# THE EXERCISE
Your task is to write out exactly the lines from the line containing "Q: Point to one spot on each instance of the bread" through the end of the records, inclusive at both ends.
———
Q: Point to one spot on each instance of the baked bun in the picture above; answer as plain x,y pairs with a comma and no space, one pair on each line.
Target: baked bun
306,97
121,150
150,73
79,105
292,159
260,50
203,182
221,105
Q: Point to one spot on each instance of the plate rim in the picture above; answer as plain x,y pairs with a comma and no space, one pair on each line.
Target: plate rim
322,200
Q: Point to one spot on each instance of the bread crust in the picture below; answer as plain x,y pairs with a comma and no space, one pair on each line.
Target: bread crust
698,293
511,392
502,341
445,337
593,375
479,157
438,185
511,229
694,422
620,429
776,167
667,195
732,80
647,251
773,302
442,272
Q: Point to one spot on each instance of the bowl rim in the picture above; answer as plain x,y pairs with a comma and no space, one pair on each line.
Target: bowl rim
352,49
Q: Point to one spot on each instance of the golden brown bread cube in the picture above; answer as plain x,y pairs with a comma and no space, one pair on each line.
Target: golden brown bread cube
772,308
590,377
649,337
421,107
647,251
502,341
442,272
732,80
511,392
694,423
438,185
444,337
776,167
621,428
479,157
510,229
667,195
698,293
———
# RESULT
Q: Point to one spot on each instance of the bread crust in the picture below; answer as plain x,y pairs with a comma and no space, one pair on each line.
Target: bread crust
698,293
511,392
502,341
445,337
593,375
479,157
438,185
511,229
694,422
620,429
776,167
667,195
732,80
647,251
773,302
442,272
Q: Point to one spot on each instance of the bowl rim in the picture above; answer as plain x,y pairs with a comma and no space, one pair on each line.
Target: bowl rim
352,49
Q: Point to one spot on each instance of the golden brown bread cube in the picture above; answer as plain x,y pairs with a comma and no space, one pair on each line.
Target: golden brown bread cube
772,308
590,377
649,337
421,107
647,251
502,341
442,272
732,80
511,392
694,423
438,185
444,337
776,167
621,428
479,157
510,229
667,195
698,293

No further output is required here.